Domande sul materiale:
A. Nell'articolo sul petrolio saudita, a quanto era arrivata in media la quotazione del Brent nel 2022?
B. Continua l'articolo sul petrolio saudita partendo dall'ultima frase riportata.

Estratto:
● ● ●

I sauditi si sono rassegnati: svanisce l'obiettivo dei 100 dollari al barile
La concorrenza di nuovi produttori ed il calo cinese dei consumi costringono Riad a rivedere i propri piani. E ad aumentare di nuovo la produzione di greggio a fronte di un crollo dei prezzi
Il dilemma del petrolio dell’Arabia Saudita
L’Arabia Saudita fa i conti con i prezzi bassi del petrolio e ammette che l’obiettivo dei 100 dollari al barile, garanzia di totale sostenibilità dei conti pubblici del regno wahabita, non sarà raggiungibile a fine 2024 e nel prossimo anno. A rivelarlo il Financial Times, che ha indicato come il principale esportatore di greggio al mondo sia pronto a interrompere la strada dei tagli alla produzione di petrolio orientati a tenere alto artificialmente il prezzo.
Greggio internazionale sotto i 70 dollari al barile
Il Brent, principale indicatore del greggio internazionale, è sotto i 70 dollari al barile, contro la media di 99 raggiunta nel 2022. L’indebolimento della domanda del primo consumatore al mondo di greggio, la Cina, e l’intervento degli Stati Uniti per alzare la produzione al fine di spingere al ribasso i prezzi e tagliare le gambe all’inflazione energetica hanno concorso a portare a un netto ribasso le quotazioni.

● ● ●

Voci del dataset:
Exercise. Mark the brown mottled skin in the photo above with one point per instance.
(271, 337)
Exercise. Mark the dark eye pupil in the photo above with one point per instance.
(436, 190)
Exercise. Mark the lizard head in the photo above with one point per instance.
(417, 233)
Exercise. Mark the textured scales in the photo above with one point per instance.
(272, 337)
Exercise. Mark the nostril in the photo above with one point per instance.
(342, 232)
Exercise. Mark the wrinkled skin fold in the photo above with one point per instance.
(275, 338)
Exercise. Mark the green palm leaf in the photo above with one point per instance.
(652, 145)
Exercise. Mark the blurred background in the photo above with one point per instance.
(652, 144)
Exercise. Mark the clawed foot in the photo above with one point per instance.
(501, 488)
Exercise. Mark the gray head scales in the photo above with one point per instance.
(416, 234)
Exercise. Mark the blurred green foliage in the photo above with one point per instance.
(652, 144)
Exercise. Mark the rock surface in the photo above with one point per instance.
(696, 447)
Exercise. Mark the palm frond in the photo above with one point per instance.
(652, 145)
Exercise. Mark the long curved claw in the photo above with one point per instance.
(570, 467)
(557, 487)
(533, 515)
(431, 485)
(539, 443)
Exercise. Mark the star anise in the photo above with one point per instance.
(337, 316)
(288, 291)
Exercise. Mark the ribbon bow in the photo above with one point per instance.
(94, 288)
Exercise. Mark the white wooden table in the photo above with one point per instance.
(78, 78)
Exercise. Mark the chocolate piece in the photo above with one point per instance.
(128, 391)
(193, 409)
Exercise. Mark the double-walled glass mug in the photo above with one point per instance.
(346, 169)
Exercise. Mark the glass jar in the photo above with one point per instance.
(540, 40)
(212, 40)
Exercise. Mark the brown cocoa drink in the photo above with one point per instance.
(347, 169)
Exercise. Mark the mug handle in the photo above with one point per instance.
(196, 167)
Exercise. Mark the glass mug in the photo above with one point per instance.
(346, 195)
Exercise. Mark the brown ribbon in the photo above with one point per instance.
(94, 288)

● ● ●

Risposte alle domande:
A. A 99 dollari al barile.

B.
L'Arabia deve evitare un ridimensionamento del mercato potenziale
La sfida di Casa Saud è chiara: la priorità di Riad oggi è difendere la quota di mercato su scala globale da possibili sfide in un mondo in cui la domanda di oro nero ha superato, due anni fa, i 100 milioni di barili al giorno. Dieci anni fa fu l’aumento massiccio della produzione saudita a spingere al termine la lunga era di barili sopra i 100 dollari quando Riad puntò a silurare l’industria dello shale oil nordamericana. Oggi le priorità sono altre: evitare che, in un mondo dove alleati e rivali nel mercato del greggio sono pronti a riversare l’offerta e in cui nuovi produttori come la Guyana si affacciano all'orizzonte, il mercato potenziale per Riad si ridimensioni.
Perchè l'Arabia aumenta la produzione di petrolio (spingendo i prezzi al ribasso)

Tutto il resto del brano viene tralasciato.